(Extracted text)

POSTISCHEMIC BINDING OF [H-3] PHORBOL 12,13-DIBUTYRATE AND [H-3] INOSITOL 1,4,5-TRISPHOSPHATE IN THE GERBIL BRAIN - AN AUTORADIOGRAPHIC STUDY

Postischemic alteration of second messenger systems was investigated in the Mongolian gerbil, utilizing [H-3]phorbol 12,13-dibutyrate and [H-3]inositol 1,4,5-trisphosphate receptor autoradiography. Transient ischemia was induced for 10 min, and animals were allowed to survive for various recirculation periods of up to one month. [H-3]Phorbol 12,13-dibutyrate binding in selectively vulnerable areas showed no significant change 1-24 h after ischemia except for a transient decline in a few regions. Thereafter, the binding in most of the selectively vulnerable areas showed significant alteration 48 h or seven days after ischemia. Interestingly, dentate molecular layer which was resistant to ischemia showed a significant elevation in the number of [H-3]phorbol 12,13-dibutyrate binding sites. One month after ischemia, [H-3]phorbol 12,13-dibutyrate binding showed significant reduction only in the striatum and the hippocampal CA1 sector where severe neuronal damage was seen morphologically. A significant elevation in the number of [H-3]phorbol 12,13-dibutyrate binding sites was still seen in the dentate molecular layer one month after ischemia. In contrast, [H-3]inositol 1,4,5-trisphosphate binding showed significant reduction in the selectively vulnerable regions 1-24 h after ischemia. Thereafter, [H-3]inositol 1,4,5-trisphosphate binding in most of the selectively vulnerable areas markedly decreased up to one month after ischemia. In the dentate molecular layer, [H-3]inositol 1,4,5-trisphosphate binding also showed significant reduction during recirculation except for a slight recovery 48 h and seven days after ischemia. One month after ischemia, the binding in all regions showed significant reduction. These results suggest that postischemic alteration of two second messenger (protein kinase C and inositol 1,4,5-trisphosphate) binding sites was produced with different processes in selectively vulnerable areas. Furthermore, they suggest that the disruption of intracellular calcium-homeostasis may play a key role in the pathogenesis of ischemic neuronal damage. These findings suggest that marked alteration of intracellular signal transduction may precede the neuronal damage to the selectively vulnerable areas.

(End Extracted text)
(Data supplied)

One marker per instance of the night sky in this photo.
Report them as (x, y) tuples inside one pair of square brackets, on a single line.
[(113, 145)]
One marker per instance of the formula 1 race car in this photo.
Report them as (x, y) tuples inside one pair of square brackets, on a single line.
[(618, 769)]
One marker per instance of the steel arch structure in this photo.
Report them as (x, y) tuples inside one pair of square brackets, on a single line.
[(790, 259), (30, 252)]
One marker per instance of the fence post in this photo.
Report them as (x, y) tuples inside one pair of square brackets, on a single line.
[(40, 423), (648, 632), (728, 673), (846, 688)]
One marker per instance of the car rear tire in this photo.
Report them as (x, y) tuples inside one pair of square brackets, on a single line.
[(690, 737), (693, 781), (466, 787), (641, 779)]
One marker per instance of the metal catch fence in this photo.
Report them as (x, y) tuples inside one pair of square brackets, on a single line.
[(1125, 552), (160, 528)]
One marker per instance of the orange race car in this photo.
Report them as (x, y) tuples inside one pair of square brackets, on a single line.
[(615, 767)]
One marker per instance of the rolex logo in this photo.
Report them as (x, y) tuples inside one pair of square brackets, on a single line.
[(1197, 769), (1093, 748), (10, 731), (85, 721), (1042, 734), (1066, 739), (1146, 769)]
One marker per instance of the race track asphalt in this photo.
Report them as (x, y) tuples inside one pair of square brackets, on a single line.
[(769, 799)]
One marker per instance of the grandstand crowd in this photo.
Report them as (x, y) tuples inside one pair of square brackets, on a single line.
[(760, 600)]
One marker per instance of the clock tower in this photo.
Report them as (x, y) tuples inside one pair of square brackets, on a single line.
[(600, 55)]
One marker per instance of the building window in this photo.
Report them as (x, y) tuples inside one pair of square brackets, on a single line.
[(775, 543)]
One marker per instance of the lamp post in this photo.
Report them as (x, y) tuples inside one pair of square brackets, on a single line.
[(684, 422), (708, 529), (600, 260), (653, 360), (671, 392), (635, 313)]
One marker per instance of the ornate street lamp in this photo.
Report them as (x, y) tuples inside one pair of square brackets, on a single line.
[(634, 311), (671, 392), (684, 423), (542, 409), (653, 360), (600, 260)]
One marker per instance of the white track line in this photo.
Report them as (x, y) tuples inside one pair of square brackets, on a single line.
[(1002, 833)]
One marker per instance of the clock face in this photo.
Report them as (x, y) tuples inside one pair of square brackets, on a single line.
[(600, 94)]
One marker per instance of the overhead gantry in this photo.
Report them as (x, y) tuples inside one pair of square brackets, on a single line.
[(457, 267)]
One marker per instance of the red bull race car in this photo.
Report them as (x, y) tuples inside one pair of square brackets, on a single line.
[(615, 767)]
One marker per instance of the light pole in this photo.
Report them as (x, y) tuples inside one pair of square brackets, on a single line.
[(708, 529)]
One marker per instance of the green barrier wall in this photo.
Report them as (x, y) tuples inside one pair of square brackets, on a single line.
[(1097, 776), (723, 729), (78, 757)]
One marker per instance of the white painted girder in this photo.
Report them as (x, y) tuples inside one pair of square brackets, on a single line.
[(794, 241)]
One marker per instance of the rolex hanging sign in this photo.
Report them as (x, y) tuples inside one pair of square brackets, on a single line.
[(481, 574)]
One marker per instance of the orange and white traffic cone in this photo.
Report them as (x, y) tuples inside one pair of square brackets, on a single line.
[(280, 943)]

(End Data supplied)

- **Directions for this task**
Reproduce the entire abstract on postischemic binding in the gerbil brain word for word, including its title. The listing is not needed for any of the tasks.

- **Solved problem**
POSTISCHEMIC BINDING OF [H-3] PHORBOL 12,13-DIBUTYRATE AND [H-3] INOSITOL 1,4,5-TRISPHOSPHATE IN THE GERBIL BRAIN - AN AUTORADIOGRAPHIC STUDY

Postischemic alteration of second messenger systems was investigated in the Mongolian gerbil, utilizing [H-3]phorbol 12,13-dibutyrate and [H-3]inositol 1,4,5-trisphosphate receptor autoradiography. Transient ischemia was induced for 10 min, and animals were allowed to survive for various recirculation periods of up to one month. [H-3]Phorbol 12,13-dibutyrate binding in selectively vulnerable areas showed no significant change 1-24 h after ischemia except for a transient decline in a few regions. Thereafter, the binding in most of the selectively vulnerable areas showed significant alteration 48 h or seven days after ischemia. Interestingly, dentate molecular layer which was resistant to ischemia showed a significant elevation in the number of [H-3]phorbol 12,13-dibutyrate binding sites. One month after ischemia, [H-3]phorbol 12,13-dibutyrate binding showed significant reduction only in the striatum and the hippocampal CA1 sector where severe neuronal damage was seen morphologically. A significant elevation in the number of [H-3]phorbol 12,13-dibutyrate binding sites was still seen in the dentate molecular layer one month after ischemia. In contrast, [H-3]inositol 1,4,5-trisphosphate binding showed significant reduction in the selectively vulnerable regions 1-24 h after ischemia. Thereafter, [H-3]inositol 1,4,5-trisphosphate binding in most of the selectively vulnerable areas markedly decreased up to one month after ischemia. In the dentate molecular layer, [H-3]inositol 1,4,5-trisphosphate binding also showed significant reduction during recirculation except for a slight recovery 48 h and seven days after ischemia. One month after ischemia, the binding in all regions showed significant reduction. These results suggest that postischemic alteration of two second messenger (protein kinase C and inositol 1,4,5-trisphosphate) binding sites was produced with different processes in selectively vulnerable areas. Furthermore, they suggest that the disruption of intracellular calcium-homeostasis may play a key role in the pathogenesis of ischemic neuronal damage. These findings suggest that marked alteration of intracellular signal transduction may precede the neuronal damage to the selectively vulnerable areas.